- [What you are asked to do]: Every line of the data below should be retyped exactly.

- [Information provided]:
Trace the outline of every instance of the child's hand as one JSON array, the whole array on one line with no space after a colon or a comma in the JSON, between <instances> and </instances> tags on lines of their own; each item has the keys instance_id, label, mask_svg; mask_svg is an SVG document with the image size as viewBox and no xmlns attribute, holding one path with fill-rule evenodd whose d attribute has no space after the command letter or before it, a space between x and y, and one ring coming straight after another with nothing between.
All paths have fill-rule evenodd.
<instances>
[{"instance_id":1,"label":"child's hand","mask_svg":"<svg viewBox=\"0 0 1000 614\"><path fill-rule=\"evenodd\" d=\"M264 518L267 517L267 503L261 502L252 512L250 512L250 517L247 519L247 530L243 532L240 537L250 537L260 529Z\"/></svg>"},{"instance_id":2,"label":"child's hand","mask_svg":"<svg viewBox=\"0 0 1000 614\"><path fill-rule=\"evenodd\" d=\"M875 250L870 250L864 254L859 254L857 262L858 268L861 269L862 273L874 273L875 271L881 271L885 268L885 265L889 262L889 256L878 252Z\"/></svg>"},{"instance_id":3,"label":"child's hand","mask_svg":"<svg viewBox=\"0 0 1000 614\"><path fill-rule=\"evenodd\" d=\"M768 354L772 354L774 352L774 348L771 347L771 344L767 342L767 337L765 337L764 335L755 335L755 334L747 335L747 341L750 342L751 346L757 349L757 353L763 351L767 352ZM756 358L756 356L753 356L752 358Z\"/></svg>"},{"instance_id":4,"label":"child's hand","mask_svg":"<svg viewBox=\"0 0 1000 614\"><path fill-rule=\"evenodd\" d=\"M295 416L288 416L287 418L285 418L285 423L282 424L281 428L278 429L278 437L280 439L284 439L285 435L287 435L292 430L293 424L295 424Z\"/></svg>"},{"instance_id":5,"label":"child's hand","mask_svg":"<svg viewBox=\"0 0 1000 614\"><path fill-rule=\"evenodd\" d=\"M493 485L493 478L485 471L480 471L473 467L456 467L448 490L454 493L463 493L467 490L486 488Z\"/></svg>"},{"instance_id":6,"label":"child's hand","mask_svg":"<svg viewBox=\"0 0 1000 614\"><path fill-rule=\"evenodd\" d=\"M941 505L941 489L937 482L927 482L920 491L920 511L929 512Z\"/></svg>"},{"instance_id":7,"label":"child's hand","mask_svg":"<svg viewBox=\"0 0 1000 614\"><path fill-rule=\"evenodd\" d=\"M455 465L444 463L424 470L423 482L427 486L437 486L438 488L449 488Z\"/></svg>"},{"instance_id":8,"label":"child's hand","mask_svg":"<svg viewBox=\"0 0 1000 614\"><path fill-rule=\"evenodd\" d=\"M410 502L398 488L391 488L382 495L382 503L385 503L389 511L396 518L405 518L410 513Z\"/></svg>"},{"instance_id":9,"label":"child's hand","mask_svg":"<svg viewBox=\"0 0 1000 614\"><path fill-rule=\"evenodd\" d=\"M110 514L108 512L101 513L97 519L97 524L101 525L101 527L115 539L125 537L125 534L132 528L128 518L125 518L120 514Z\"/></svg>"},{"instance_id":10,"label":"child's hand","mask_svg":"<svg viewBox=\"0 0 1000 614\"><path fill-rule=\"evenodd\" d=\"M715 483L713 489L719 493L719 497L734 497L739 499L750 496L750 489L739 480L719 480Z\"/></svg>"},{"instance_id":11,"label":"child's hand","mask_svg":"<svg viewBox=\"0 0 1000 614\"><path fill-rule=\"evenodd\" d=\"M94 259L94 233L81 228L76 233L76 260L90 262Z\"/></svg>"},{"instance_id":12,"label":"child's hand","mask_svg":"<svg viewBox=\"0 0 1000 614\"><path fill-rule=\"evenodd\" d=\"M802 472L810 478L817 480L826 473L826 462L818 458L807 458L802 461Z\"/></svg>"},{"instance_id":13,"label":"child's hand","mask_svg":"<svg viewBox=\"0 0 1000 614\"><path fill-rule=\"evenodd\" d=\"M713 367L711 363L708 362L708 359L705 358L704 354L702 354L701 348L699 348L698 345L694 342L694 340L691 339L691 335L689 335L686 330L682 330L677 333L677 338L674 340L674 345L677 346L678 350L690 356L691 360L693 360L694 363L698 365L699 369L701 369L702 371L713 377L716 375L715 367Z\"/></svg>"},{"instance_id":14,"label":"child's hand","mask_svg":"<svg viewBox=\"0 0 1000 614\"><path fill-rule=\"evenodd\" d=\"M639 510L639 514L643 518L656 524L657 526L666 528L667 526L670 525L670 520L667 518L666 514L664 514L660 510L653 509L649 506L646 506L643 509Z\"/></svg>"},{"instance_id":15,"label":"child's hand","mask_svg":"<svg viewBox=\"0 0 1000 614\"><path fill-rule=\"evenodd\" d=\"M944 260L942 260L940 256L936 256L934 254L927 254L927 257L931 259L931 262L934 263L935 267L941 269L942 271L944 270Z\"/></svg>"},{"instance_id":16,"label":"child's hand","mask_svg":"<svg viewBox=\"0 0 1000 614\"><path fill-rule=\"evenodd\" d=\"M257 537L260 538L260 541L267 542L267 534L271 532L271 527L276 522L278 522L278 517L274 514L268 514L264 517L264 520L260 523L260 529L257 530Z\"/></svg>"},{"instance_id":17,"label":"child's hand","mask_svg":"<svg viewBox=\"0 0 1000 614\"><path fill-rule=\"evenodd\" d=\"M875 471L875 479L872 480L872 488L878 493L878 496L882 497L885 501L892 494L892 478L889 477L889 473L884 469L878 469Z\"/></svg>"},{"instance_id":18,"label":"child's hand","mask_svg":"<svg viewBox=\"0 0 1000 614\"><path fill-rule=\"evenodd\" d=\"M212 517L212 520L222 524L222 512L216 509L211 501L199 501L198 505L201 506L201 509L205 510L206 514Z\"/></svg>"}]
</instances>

- [Exercise solution]:
Trace the outline of every instance of the child's hand as one JSON array, the whole array on one line with no space after a colon or a comma in the JSON, between <instances> and </instances> tags on lines of their own; each item has the keys instance_id, label, mask_svg; mask_svg is an SVG document with the image size as viewBox and no xmlns attribute, holding one path with fill-rule evenodd whose d attribute has no space after the command letter or before it, a space between x and y, and one ring coming straight after another with nothing between.
All paths have fill-rule evenodd.
<instances>
[{"instance_id":1,"label":"child's hand","mask_svg":"<svg viewBox=\"0 0 1000 614\"><path fill-rule=\"evenodd\" d=\"M264 518L267 517L267 503L261 502L252 512L250 512L250 517L247 519L247 530L243 532L240 537L250 537L260 529Z\"/></svg>"},{"instance_id":2,"label":"child's hand","mask_svg":"<svg viewBox=\"0 0 1000 614\"><path fill-rule=\"evenodd\" d=\"M875 250L870 250L864 254L859 254L857 262L858 268L861 269L862 273L874 273L875 271L881 271L885 268L885 265L889 262L889 256L878 252Z\"/></svg>"},{"instance_id":3,"label":"child's hand","mask_svg":"<svg viewBox=\"0 0 1000 614\"><path fill-rule=\"evenodd\" d=\"M768 354L772 354L774 352L774 348L771 347L771 344L767 342L767 337L765 337L764 335L755 335L755 334L747 335L747 341L750 342L751 346L757 349L757 353L763 351L767 352ZM756 358L756 356L753 356L752 358Z\"/></svg>"},{"instance_id":4,"label":"child's hand","mask_svg":"<svg viewBox=\"0 0 1000 614\"><path fill-rule=\"evenodd\" d=\"M295 416L288 416L287 418L285 418L285 423L282 424L281 428L278 429L278 437L280 439L284 439L285 435L287 435L292 430L293 424L295 424Z\"/></svg>"},{"instance_id":5,"label":"child's hand","mask_svg":"<svg viewBox=\"0 0 1000 614\"><path fill-rule=\"evenodd\" d=\"M493 485L493 478L485 471L480 471L473 467L456 467L448 490L454 493L463 493L467 490L486 488Z\"/></svg>"},{"instance_id":6,"label":"child's hand","mask_svg":"<svg viewBox=\"0 0 1000 614\"><path fill-rule=\"evenodd\" d=\"M941 505L941 489L937 482L927 482L920 491L920 511L929 512Z\"/></svg>"},{"instance_id":7,"label":"child's hand","mask_svg":"<svg viewBox=\"0 0 1000 614\"><path fill-rule=\"evenodd\" d=\"M455 465L444 463L424 470L423 482L427 486L437 486L438 488L449 488Z\"/></svg>"},{"instance_id":8,"label":"child's hand","mask_svg":"<svg viewBox=\"0 0 1000 614\"><path fill-rule=\"evenodd\" d=\"M410 502L398 488L391 488L382 495L382 503L385 503L389 511L396 518L405 518L410 513Z\"/></svg>"},{"instance_id":9,"label":"child's hand","mask_svg":"<svg viewBox=\"0 0 1000 614\"><path fill-rule=\"evenodd\" d=\"M110 514L108 512L101 513L97 519L97 524L101 525L101 527L115 539L125 537L125 534L132 528L128 518L125 518L120 514Z\"/></svg>"},{"instance_id":10,"label":"child's hand","mask_svg":"<svg viewBox=\"0 0 1000 614\"><path fill-rule=\"evenodd\" d=\"M715 483L713 489L719 493L719 497L734 497L739 499L750 496L750 489L739 480L719 480Z\"/></svg>"},{"instance_id":11,"label":"child's hand","mask_svg":"<svg viewBox=\"0 0 1000 614\"><path fill-rule=\"evenodd\" d=\"M94 259L94 233L81 228L76 233L76 260L90 262Z\"/></svg>"},{"instance_id":12,"label":"child's hand","mask_svg":"<svg viewBox=\"0 0 1000 614\"><path fill-rule=\"evenodd\" d=\"M802 472L810 478L817 480L826 473L826 462L818 458L807 458L802 461Z\"/></svg>"},{"instance_id":13,"label":"child's hand","mask_svg":"<svg viewBox=\"0 0 1000 614\"><path fill-rule=\"evenodd\" d=\"M713 367L711 363L708 362L708 359L705 358L704 354L702 354L701 348L699 348L698 345L694 342L694 340L691 339L691 335L689 335L686 330L682 330L677 333L677 338L674 340L674 345L677 346L678 350L690 356L691 360L693 360L694 363L698 365L699 369L701 369L702 371L713 377L716 375L715 367Z\"/></svg>"},{"instance_id":14,"label":"child's hand","mask_svg":"<svg viewBox=\"0 0 1000 614\"><path fill-rule=\"evenodd\" d=\"M639 510L639 514L643 518L656 524L657 526L666 528L667 526L670 525L670 520L667 518L666 514L664 514L660 510L653 509L649 506L646 506L643 509Z\"/></svg>"},{"instance_id":15,"label":"child's hand","mask_svg":"<svg viewBox=\"0 0 1000 614\"><path fill-rule=\"evenodd\" d=\"M944 260L942 260L940 256L936 256L934 254L927 254L927 257L931 259L931 262L934 263L935 267L941 269L942 271L944 270Z\"/></svg>"},{"instance_id":16,"label":"child's hand","mask_svg":"<svg viewBox=\"0 0 1000 614\"><path fill-rule=\"evenodd\" d=\"M257 537L260 538L260 541L267 542L267 534L271 532L271 527L276 522L278 522L278 517L274 514L268 514L264 517L264 520L260 523L260 529L257 530Z\"/></svg>"},{"instance_id":17,"label":"child's hand","mask_svg":"<svg viewBox=\"0 0 1000 614\"><path fill-rule=\"evenodd\" d=\"M875 471L875 479L872 480L872 488L878 493L878 496L882 497L885 501L892 494L892 478L889 477L889 473L884 469L878 469Z\"/></svg>"},{"instance_id":18,"label":"child's hand","mask_svg":"<svg viewBox=\"0 0 1000 614\"><path fill-rule=\"evenodd\" d=\"M212 517L212 520L222 524L222 512L216 509L211 501L199 501L198 505L201 506L201 509L205 510L206 514Z\"/></svg>"}]
</instances>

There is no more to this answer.